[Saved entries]
++++++++++

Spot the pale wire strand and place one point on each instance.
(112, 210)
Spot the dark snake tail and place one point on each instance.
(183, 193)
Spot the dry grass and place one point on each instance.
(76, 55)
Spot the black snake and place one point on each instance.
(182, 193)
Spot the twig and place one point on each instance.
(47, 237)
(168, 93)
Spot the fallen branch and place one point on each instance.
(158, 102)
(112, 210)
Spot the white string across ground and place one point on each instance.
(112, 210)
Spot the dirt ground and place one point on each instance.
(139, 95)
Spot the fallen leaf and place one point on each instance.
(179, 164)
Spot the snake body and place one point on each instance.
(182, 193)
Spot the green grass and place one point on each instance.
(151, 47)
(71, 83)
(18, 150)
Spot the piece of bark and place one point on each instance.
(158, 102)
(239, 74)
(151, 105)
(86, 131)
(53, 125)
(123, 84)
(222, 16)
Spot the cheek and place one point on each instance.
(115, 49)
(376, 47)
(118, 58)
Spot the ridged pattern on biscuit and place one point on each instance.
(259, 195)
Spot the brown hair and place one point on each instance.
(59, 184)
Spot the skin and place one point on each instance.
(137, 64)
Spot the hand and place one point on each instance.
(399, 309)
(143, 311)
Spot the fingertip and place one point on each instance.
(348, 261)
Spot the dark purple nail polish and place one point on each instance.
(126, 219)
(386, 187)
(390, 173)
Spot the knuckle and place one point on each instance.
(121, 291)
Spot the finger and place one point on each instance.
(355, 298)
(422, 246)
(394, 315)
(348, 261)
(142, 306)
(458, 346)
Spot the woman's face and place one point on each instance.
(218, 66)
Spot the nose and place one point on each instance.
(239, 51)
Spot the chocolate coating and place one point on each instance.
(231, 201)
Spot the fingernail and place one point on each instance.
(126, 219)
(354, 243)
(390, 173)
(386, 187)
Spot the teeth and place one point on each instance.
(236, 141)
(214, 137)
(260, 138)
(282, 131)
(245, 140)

++++++++++

All of the entries should be repeated word for word.

Spot the pale wire strand and place one point on each instance.
(112, 210)
Spot the dark snake tail and place one point on each instance.
(183, 193)
Spot the dry grass and place one point on each instance.
(76, 55)
Spot the black snake and place one point on each instance.
(182, 193)
Spot the twig and place one point on each instance.
(47, 237)
(168, 93)
Spot the fallen branch and place one point on each instance.
(158, 102)
(112, 210)
Spot the white string across ground and place one point on each instance.
(112, 210)
Spot the dirt ground and place one point on each instance.
(139, 95)
Spot the fallen leaf and place one point on each instance.
(179, 164)
Spot the snake body and place one point on each instance.
(182, 193)
Spot the green grass and place one point on each instance.
(151, 47)
(71, 83)
(18, 150)
Spot the piece of bark and place one point on each instance.
(158, 102)
(239, 74)
(151, 105)
(86, 131)
(53, 125)
(123, 84)
(222, 16)
Spot the cheek and place one point on each instance.
(115, 49)
(376, 47)
(118, 58)
Spot the ridged pattern on biscuit and place one point on each instance.
(259, 195)
Spot the brown hair and place one point on each instance.
(59, 184)
Spot the skin and place one point on each instance.
(137, 64)
Spot the hand and place one point on each instance.
(399, 309)
(143, 311)
Spot the fingertip and place one point on each instance.
(348, 261)
Spot the dark purple nail polish and place one point on each instance.
(126, 219)
(386, 187)
(390, 173)
Spot the knuckle and place one point on each instance.
(121, 291)
Spot the finger and place one point on each instance.
(355, 298)
(422, 246)
(394, 315)
(348, 261)
(142, 306)
(458, 346)
Spot the woman's face and place one point on each instance.
(218, 66)
Spot the nose and place one point on each instance.
(239, 51)
Spot the chocolate coating and place one point on each instance.
(231, 201)
Spot the fingernail and place one point on each instance.
(126, 219)
(354, 243)
(390, 173)
(386, 187)
Spot the teeth and place one point on each instance.
(236, 141)
(214, 137)
(260, 138)
(282, 131)
(245, 140)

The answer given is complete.